→ FRAGMENTO DEL DOCUMENTO:
◆ ◆ ◆ ◆ ◆

Hoy más que nunca necesitamos regresar al sentido profundo de lo humano. Que el humanismo renazca en nuestras aulas, como lo pedía Martha Nussbaum cuando advertía que las democracias agonizan si sus ciudadanos pierden la capacidad de empatizar. El irrespeto por la vida se ha convertido en pan de cada día, y las dinámicas de deshumanización avanzan incluso cuando celebramos, paradójicamente, los derechos de la naturaleza y de los animales.
Requerimos más educación y más cultura. Que nuestros niños y niñas aprendan primero a empuñar un instrumento musical antes que un arma. Que existan más bibliotecas que cantinas; más escenarios de arte, teatro y literatura que permitan elevar nuestra sensibilidad social. Que la solidaridad rebose nuestras relaciones, que el amor por el otro vuelva a ser una virtud cotidiana, que la humildad gobierne antes que el orgullo, y que la caridad —como bien lo planteaba Emmanuel Levinas— nos recuerde que en el rostro del otro está la primera prohibición ética respaldada por el fervoroso cristianismo que caracteriza a nuestro país: no matarás.
Solo así podremos desmontar la peligrosa creencia de que eliminando al otro garantizamos nuestra propia supervivencia. Colombia no soporta ni un minuto más de esta idea de “matarnos de todas las formas posibles”. La vida merece, urgente y profundamente, ser defendida.

◆ ◆ ◆ ◆ ◆

→ EXTRACTO DE DATOS:

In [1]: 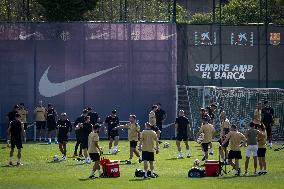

◆ ◆ ◆ ◆ ◆

→ TU TAREA: Copia de nuevo la parte del texto sobre el humanismo que comienza en "Solo así podremos" y termina en "profundamente, ser defendida.", y cambia "Colombia" por "Nuestra nación". Los datos no tienen ningún papel en esto.

→ RESULTADO:
Solo así podremos desmontar la peligrosa creencia de que eliminando al otro garantizamos nuestra propia supervivencia. Nuestra nación no soporta ni un minuto más de esta idea de “matarnos de todas las formas posibles”. La vida merece, urgente y profundamente, ser defendida.